## Written task
Rewrite the rows below, replacing "whole pixels" with "integer pixels" each time it appears and keeping everything else unchanged.

## Extracted information
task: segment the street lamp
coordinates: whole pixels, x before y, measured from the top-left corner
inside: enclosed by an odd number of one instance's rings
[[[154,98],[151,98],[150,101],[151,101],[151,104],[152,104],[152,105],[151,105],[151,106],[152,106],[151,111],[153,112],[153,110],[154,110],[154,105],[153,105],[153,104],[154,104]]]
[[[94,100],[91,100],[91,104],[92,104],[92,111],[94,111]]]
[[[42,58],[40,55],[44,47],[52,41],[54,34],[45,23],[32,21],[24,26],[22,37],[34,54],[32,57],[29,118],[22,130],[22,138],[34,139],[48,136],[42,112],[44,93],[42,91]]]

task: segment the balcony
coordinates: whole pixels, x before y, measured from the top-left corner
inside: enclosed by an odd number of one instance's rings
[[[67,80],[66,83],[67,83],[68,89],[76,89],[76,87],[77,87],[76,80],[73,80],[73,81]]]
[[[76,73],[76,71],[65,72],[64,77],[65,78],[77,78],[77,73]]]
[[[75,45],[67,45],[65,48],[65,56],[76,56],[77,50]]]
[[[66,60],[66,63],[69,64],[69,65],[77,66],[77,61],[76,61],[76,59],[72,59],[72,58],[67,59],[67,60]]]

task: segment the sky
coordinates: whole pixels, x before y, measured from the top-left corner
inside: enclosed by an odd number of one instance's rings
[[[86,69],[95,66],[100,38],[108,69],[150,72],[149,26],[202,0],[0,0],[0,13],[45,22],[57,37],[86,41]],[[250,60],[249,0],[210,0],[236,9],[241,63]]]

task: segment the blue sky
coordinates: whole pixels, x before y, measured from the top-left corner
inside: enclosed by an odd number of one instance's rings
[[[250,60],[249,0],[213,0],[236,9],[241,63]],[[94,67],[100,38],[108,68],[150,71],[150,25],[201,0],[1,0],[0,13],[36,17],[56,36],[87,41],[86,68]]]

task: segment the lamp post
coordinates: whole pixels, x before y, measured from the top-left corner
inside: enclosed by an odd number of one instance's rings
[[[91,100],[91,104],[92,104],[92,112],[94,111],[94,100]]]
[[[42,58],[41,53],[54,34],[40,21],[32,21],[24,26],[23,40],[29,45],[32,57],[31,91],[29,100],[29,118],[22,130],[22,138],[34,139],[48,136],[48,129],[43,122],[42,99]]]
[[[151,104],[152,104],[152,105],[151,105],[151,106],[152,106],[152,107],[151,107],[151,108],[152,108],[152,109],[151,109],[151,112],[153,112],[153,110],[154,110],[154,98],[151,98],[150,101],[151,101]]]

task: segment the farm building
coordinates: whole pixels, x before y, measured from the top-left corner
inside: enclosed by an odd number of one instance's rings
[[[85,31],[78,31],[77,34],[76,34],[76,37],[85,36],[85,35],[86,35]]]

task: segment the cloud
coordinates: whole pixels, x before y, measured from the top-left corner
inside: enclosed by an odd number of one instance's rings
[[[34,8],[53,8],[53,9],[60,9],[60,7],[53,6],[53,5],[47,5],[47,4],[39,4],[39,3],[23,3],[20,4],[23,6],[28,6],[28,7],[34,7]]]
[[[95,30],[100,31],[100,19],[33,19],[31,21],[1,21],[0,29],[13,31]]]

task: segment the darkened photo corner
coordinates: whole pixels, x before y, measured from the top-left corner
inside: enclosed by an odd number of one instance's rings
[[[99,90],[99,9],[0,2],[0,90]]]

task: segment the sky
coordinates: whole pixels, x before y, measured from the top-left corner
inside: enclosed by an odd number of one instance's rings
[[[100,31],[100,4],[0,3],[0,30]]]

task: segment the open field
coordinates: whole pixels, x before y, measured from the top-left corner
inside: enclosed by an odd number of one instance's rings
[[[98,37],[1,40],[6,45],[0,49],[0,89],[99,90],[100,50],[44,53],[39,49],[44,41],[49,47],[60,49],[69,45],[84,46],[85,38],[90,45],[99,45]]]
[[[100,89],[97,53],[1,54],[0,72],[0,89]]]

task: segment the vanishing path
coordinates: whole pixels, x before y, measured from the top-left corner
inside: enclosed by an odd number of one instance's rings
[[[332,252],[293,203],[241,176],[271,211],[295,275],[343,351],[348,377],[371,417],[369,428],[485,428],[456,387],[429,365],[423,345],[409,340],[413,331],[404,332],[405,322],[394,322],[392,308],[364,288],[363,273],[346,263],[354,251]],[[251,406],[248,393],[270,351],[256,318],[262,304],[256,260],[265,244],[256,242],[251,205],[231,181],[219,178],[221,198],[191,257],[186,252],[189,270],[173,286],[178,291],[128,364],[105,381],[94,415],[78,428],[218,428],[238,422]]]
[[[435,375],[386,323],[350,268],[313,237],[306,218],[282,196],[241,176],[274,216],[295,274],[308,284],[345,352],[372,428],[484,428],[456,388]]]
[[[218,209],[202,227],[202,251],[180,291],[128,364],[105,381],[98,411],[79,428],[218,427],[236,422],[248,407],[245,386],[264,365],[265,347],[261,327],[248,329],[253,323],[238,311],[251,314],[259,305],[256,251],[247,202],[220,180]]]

## Correct output
task: segment the street lamp
coordinates: integer pixels, x before y, measured from the top-left corner
inside: enclosed by an odd number of one instance's rings
[[[154,98],[151,98],[150,101],[151,101],[151,104],[152,104],[152,105],[151,105],[151,106],[152,106],[151,111],[153,112],[153,110],[154,110],[154,105],[153,105],[153,104],[154,104]]]
[[[94,100],[91,100],[91,104],[92,104],[92,111],[94,111]]]
[[[42,58],[40,55],[44,47],[52,41],[54,34],[45,23],[32,21],[24,26],[22,37],[34,54],[32,57],[29,118],[22,130],[22,138],[34,139],[48,136],[42,112],[44,93],[42,91]]]

task: segment the balcony
coordinates: integer pixels, x before y, measured from the top-left corner
inside: enclosed by an odd number of one instance's rings
[[[67,80],[66,83],[67,83],[68,89],[76,89],[76,87],[77,87],[76,80],[73,80],[73,81]]]
[[[76,73],[76,71],[65,72],[64,77],[65,78],[77,78],[77,73]]]
[[[75,45],[67,45],[65,48],[65,56],[76,56],[77,50]]]
[[[66,60],[66,63],[69,64],[69,65],[77,66],[77,61],[76,61],[76,59],[72,59],[72,58],[67,59],[67,60]]]

task: segment the sky
coordinates: integer pixels, x before y, measured from the top-left corner
inside: enclosed by an odd number of one instance's rings
[[[86,69],[95,66],[100,38],[108,69],[150,72],[149,26],[202,0],[0,0],[0,13],[45,22],[57,37],[86,41]],[[250,60],[249,0],[210,0],[236,9],[241,63]]]

task: segment the blue sky
coordinates: integer pixels, x before y, measured from the top-left corner
inside: enclosed by an odd number of one instance's rings
[[[250,60],[249,0],[213,0],[236,9],[241,63]],[[94,67],[100,38],[108,68],[150,71],[150,25],[201,0],[1,0],[0,13],[36,17],[56,36],[87,41],[86,68]]]

task: segment the lamp post
coordinates: integer pixels, x before y, measured from the top-left corner
inside: enclosed by an odd number of one instance's rings
[[[91,100],[91,104],[92,104],[92,112],[94,111],[94,100]]]
[[[42,58],[41,53],[54,34],[40,21],[32,21],[24,26],[23,40],[29,45],[32,57],[31,91],[29,100],[29,118],[22,130],[22,138],[34,139],[48,136],[48,129],[43,122],[42,99]]]
[[[151,104],[152,104],[152,105],[151,105],[151,106],[152,106],[152,107],[151,107],[151,108],[152,108],[152,109],[151,109],[151,112],[153,112],[153,110],[154,110],[154,98],[151,98],[150,101],[151,101]]]

task: segment the farm building
coordinates: integer pixels, x before y, measured from the top-left corner
inside: enclosed by an odd number of one instance's rings
[[[85,31],[78,31],[77,34],[76,34],[76,37],[85,36],[85,35],[86,35]]]

task: segment the cloud
coordinates: integer pixels, x before y, measured from the top-left corner
inside: enclosed by an odd number of one instance's rings
[[[34,8],[53,8],[53,9],[60,9],[60,7],[53,6],[53,5],[47,5],[47,4],[39,4],[39,3],[23,3],[20,4],[23,6],[28,6],[28,7],[34,7]]]
[[[95,30],[100,31],[100,19],[33,19],[31,21],[1,21],[0,29],[13,31]]]

task: segment the darkened photo corner
coordinates: integer pixels, x before y, measured from the top-left corner
inside: enclosed by an odd number of one instance's rings
[[[99,90],[99,9],[0,2],[0,90]]]

task: segment the sky
coordinates: integer pixels, x before y, measured from the top-left corner
inside: enclosed by an odd number of one instance's rings
[[[100,31],[100,4],[0,3],[0,30]]]

task: segment the open field
coordinates: integer pixels, x before y, measured from the top-left corner
inside: enclosed by an odd number of one instance's rings
[[[98,37],[1,40],[6,45],[0,49],[0,89],[99,90],[100,50],[44,53],[39,49],[44,41],[49,47],[60,49],[69,45],[84,46],[85,38],[90,45],[99,45]]]
[[[100,89],[97,53],[1,54],[0,72],[0,89]]]

task: segment the vanishing path
coordinates: integer pixels, x before y, measured from the top-left corner
inside: enclosed by an odd number of one instance's rings
[[[332,252],[293,203],[241,176],[271,211],[295,275],[343,351],[348,377],[371,417],[369,428],[485,428],[456,387],[429,365],[423,345],[409,340],[413,331],[404,332],[405,322],[394,322],[392,308],[364,288],[363,273],[346,263],[354,251]],[[251,406],[248,393],[270,351],[256,318],[262,304],[256,260],[265,244],[256,242],[251,205],[231,181],[219,178],[221,198],[191,257],[186,252],[189,270],[173,286],[178,291],[128,364],[105,381],[94,415],[78,428],[218,428],[238,422]]]
[[[435,375],[386,323],[350,268],[313,237],[306,218],[282,196],[241,176],[274,216],[295,274],[308,284],[345,352],[372,428],[484,428],[456,388]]]
[[[218,209],[202,227],[202,251],[180,291],[128,364],[105,381],[98,411],[79,428],[218,427],[236,422],[248,407],[245,386],[264,365],[265,347],[261,327],[248,329],[253,323],[238,311],[251,314],[259,305],[256,251],[247,202],[220,180]]]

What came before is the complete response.